### Required work
The expected answer is the data below, printed verbatim without its pictures.
# # # # #
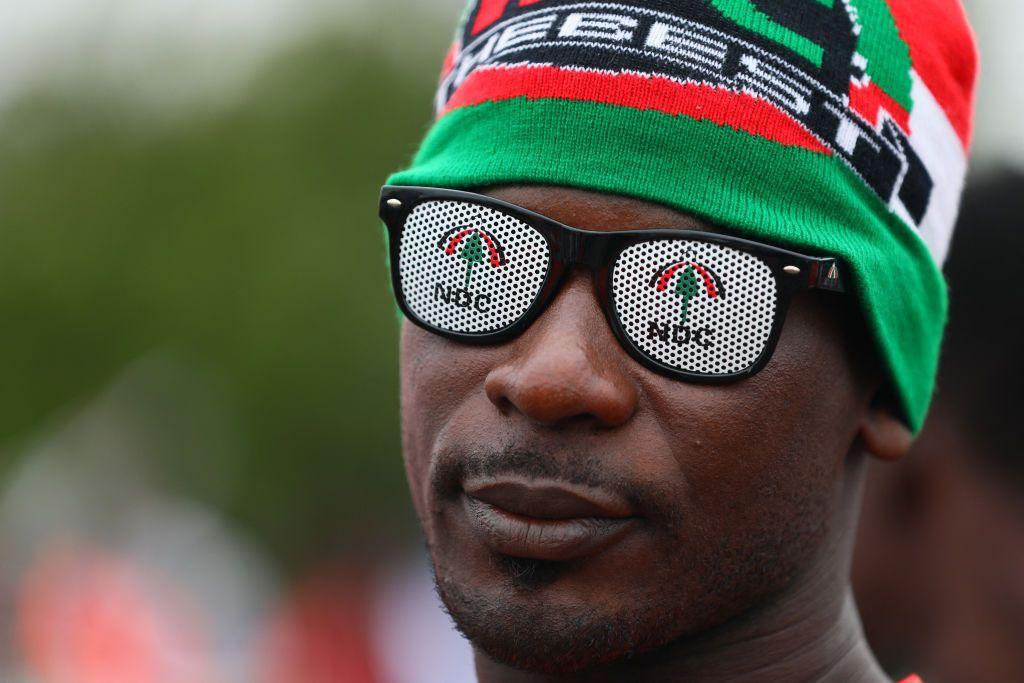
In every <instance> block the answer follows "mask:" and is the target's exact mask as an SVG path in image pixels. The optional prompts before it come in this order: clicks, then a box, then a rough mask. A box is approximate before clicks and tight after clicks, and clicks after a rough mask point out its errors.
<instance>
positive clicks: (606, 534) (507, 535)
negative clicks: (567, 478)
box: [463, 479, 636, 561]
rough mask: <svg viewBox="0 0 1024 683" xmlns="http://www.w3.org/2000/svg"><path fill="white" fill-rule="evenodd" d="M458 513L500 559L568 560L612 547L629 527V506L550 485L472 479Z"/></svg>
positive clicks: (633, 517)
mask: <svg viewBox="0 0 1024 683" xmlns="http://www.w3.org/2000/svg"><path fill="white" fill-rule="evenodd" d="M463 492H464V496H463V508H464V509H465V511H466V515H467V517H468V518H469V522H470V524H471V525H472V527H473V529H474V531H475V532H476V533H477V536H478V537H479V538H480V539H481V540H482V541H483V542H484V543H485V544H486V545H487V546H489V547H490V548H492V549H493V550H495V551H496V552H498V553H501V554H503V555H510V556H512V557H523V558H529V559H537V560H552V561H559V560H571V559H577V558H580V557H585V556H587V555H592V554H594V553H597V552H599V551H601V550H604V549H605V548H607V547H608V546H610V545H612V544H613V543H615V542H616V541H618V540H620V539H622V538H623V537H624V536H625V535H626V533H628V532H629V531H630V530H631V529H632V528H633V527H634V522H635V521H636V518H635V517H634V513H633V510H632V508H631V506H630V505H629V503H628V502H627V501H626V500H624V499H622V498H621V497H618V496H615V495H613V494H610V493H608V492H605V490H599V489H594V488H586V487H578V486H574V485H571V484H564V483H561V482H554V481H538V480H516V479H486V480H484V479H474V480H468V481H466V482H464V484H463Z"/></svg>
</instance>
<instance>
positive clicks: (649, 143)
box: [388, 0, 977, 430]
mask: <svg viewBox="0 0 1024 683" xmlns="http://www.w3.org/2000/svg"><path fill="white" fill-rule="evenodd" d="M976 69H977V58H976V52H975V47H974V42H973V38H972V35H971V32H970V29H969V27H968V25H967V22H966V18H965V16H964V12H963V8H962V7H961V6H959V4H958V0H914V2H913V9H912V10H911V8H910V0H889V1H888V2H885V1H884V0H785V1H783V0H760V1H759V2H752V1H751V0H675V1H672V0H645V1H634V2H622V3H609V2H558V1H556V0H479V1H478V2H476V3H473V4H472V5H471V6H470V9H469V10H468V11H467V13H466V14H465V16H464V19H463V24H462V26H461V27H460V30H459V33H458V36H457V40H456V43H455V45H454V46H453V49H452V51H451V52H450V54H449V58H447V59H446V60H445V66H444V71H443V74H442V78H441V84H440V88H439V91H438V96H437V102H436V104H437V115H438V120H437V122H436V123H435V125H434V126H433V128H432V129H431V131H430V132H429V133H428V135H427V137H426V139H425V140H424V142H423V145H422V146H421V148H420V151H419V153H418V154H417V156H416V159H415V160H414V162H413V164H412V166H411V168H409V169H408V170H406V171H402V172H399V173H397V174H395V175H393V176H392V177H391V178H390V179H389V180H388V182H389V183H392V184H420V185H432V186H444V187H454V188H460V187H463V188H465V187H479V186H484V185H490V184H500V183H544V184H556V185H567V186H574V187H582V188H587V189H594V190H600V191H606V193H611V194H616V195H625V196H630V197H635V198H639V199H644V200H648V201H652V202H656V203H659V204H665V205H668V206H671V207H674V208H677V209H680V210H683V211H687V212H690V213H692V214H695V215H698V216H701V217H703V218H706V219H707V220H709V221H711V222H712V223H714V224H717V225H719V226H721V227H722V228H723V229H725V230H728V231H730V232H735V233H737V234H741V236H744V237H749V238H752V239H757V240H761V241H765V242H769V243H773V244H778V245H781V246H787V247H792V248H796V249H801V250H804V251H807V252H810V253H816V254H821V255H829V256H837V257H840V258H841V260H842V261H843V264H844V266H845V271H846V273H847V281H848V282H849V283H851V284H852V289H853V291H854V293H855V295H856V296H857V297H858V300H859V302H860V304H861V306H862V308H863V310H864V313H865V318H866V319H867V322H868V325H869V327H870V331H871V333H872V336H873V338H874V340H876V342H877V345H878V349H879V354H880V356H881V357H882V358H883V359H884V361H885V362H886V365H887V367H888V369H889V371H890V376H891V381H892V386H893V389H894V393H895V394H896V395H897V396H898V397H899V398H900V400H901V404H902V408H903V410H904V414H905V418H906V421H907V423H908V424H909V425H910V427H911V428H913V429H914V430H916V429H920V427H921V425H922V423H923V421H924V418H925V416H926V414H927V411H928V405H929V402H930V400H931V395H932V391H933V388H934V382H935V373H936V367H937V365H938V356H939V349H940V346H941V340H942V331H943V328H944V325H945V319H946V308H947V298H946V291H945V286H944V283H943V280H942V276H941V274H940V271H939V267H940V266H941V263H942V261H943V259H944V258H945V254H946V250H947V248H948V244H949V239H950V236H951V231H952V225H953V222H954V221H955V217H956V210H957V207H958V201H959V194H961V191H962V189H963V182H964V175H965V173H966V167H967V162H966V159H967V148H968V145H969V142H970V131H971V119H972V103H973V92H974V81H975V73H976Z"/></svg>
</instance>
# # # # #
### Solution to this exercise
In every <instance> block the answer follows "mask:" and is the target's exact mask as an SVG path in image pixels. The optional prompts before it come in this order: clicks, then a box, then a rough mask. A box is approximate before clicks and tight after clicks, and clicks after a rough mask point out its errors.
<instance>
positive clicks: (606, 534) (507, 535)
negative clicks: (567, 478)
box: [463, 479, 636, 561]
rough mask: <svg viewBox="0 0 1024 683" xmlns="http://www.w3.org/2000/svg"><path fill="white" fill-rule="evenodd" d="M458 513L500 559L568 560L612 547L629 527V506L550 485L472 479Z"/></svg>
positive clicks: (633, 517)
mask: <svg viewBox="0 0 1024 683" xmlns="http://www.w3.org/2000/svg"><path fill="white" fill-rule="evenodd" d="M463 492H464V496H463V508H464V509H465V511H466V515H467V517H468V518H469V522H470V524H471V525H472V527H473V529H474V531H475V532H476V533H477V536H478V537H479V538H480V539H481V540H482V541H483V542H484V543H485V544H486V545H487V546H489V547H490V548H492V549H493V550H495V551H496V552H498V553H501V554H503V555H510V556H512V557H523V558H529V559H537V560H552V561H559V560H571V559H577V558H580V557H585V556H587V555H592V554H594V553H597V552H599V551H601V550H604V549H605V548H607V547H608V546H610V545H612V544H613V543H615V542H616V541H618V540H620V539H622V538H623V537H624V536H625V535H626V533H628V532H629V531H630V530H631V529H632V528H633V527H634V522H635V521H636V518H635V517H634V513H633V510H632V508H631V506H630V505H629V503H628V502H627V501H626V500H624V499H622V498H621V497H618V496H615V495H613V494H610V493H608V492H605V490H599V489H594V488H586V487H578V486H574V485H571V484H564V483H561V482H554V481H538V480H516V479H486V480H484V479H474V480H468V481H466V482H464V484H463Z"/></svg>
</instance>
<instance>
positive clicks: (649, 143)
box: [388, 0, 977, 430]
mask: <svg viewBox="0 0 1024 683" xmlns="http://www.w3.org/2000/svg"><path fill="white" fill-rule="evenodd" d="M976 69H977V58H976V52H975V47H974V42H973V38H972V35H971V32H970V29H969V27H968V25H967V22H966V18H965V16H964V12H963V8H962V7H961V6H959V4H958V0H914V2H913V9H912V10H911V8H910V0H889V1H888V2H885V1H884V0H785V1H783V0H760V1H759V2H752V1H751V0H675V1H672V0H645V1H634V2H622V3H609V2H558V1H556V0H479V1H478V2H476V3H473V4H472V5H471V6H470V9H469V10H468V11H467V13H466V14H465V16H464V19H463V24H462V26H461V27H460V30H459V33H458V36H457V40H456V43H455V45H454V46H453V49H452V51H451V52H450V54H449V58H447V59H446V60H445V66H444V71H443V74H442V78H441V84H440V88H439V91H438V96H437V102H436V104H437V115H438V120H437V122H436V123H435V125H434V126H433V128H432V129H431V131H430V132H429V133H428V135H427V137H426V139H425V140H424V142H423V145H422V146H421V148H420V151H419V153H418V154H417V156H416V159H415V160H414V162H413V164H412V166H411V168H409V169H408V170H406V171H402V172H399V173H397V174H395V175H393V176H392V177H391V178H390V179H389V180H388V182H389V183H392V184H420V185H432V186H444V187H454V188H460V187H463V188H465V187H479V186H484V185H490V184H500V183H544V184H556V185H567V186H574V187H582V188H587V189H594V190H600V191H606V193H611V194H616V195H625V196H630V197H635V198H639V199H644V200H648V201H652V202H656V203H659V204H665V205H668V206H671V207H674V208H677V209H680V210H683V211H687V212H690V213H692V214H695V215H698V216H701V217H703V218H706V219H707V220H709V221H711V222H712V223H714V224H717V225H719V226H721V227H722V228H723V229H725V230H728V231H730V232H735V233H737V234H741V236H744V237H749V238H752V239H757V240H761V241H765V242H769V243H773V244H778V245H781V246H787V247H792V248H796V249H801V250H804V251H807V252H810V253H816V254H821V255H829V256H837V257H840V258H841V260H842V261H843V264H844V266H845V271H846V273H847V281H848V282H849V283H851V284H852V289H853V291H854V293H855V295H856V296H857V297H858V300H859V302H860V304H861V306H862V308H863V310H864V313H865V318H866V319H867V322H868V325H869V327H870V331H871V333H872V336H873V338H874V340H876V342H877V345H878V349H879V354H880V356H881V357H882V358H883V359H884V361H885V362H886V365H887V367H888V369H889V371H890V376H891V381H892V386H893V389H894V393H895V394H896V395H897V396H898V397H899V398H900V400H901V404H902V408H903V410H904V414H905V418H906V421H907V423H908V424H909V425H910V427H911V428H913V429H914V430H916V429H920V427H921V425H922V423H923V421H924V418H925V416H926V414H927V411H928V405H929V402H930V400H931V395H932V391H933V388H934V382H935V373H936V367H937V365H938V356H939V349H940V346H941V340H942V331H943V328H944V325H945V319H946V308H947V298H946V291H945V286H944V283H943V280H942V276H941V274H940V271H939V267H940V266H941V263H942V261H943V259H944V258H945V254H946V250H947V248H948V244H949V239H950V236H951V231H952V225H953V222H954V221H955V217H956V210H957V207H958V201H959V194H961V191H962V189H963V182H964V175H965V173H966V167H967V162H966V159H967V148H968V145H969V142H970V131H971V119H972V103H973V92H974V81H975V73H976Z"/></svg>
</instance>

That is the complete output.